作業内容 -> 後に続く本文のなかで、遺体の上を越えたときに死者が「吸血鬼」になるとされる動物をすべて挙げてください。
#### 本文 ####
羊と吸血鬼のおかしな関係

 コソヴォ地区とその周辺に定住するジプシーの「吸血鬼」を取り上げたヴカノヴィッチの報告によると、 (略) 「吸血鬼」になるのは、遺体の上を蛇・犬・猫・鶏・雄牛・雄羊などが越えたとき(一般的な規則だが、牛や羊、蛇をあげるところには彼らの生活がうかがえる。家の中に安置される農民の遺体の上は、ふつうこんなものは飛び越えない)、生前の願いがかなえられずに死んだ者、盗み騙りをした者、罪を犯し、許しを得ていない者、縁者や貧者に贈物や施しをしなかった吝嗇漢、自殺者、人に見取られずに死んだ者、傷を負った者、高齢の死者などである。「吸血鬼」になる死体は埋葬の前に黒くなる。
(略)
 その行動は、夜の安息を乱し、牛馬を痛めつけ、農作業に損害を与える、屋根や器物を壊し、馬を乗り回し、屋根裏を歩き回る、家畜を窒息させ殺してしまう、羊を小屋から牧場に追い出す。家畜が死んだら、それは「吸血鬼」に殺されたのだと考える。そしてそういう家畜の肉は食べない。雄牛や犬、雄羊などの動物の姿を取ることもある。その動物は白くて、大きさはさまざまである。
#### 記録データ ####
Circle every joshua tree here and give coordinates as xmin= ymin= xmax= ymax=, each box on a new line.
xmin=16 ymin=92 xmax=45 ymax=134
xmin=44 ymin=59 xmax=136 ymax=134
####
正解 -> 蛇、犬、猫、鶏、雄牛、雄羊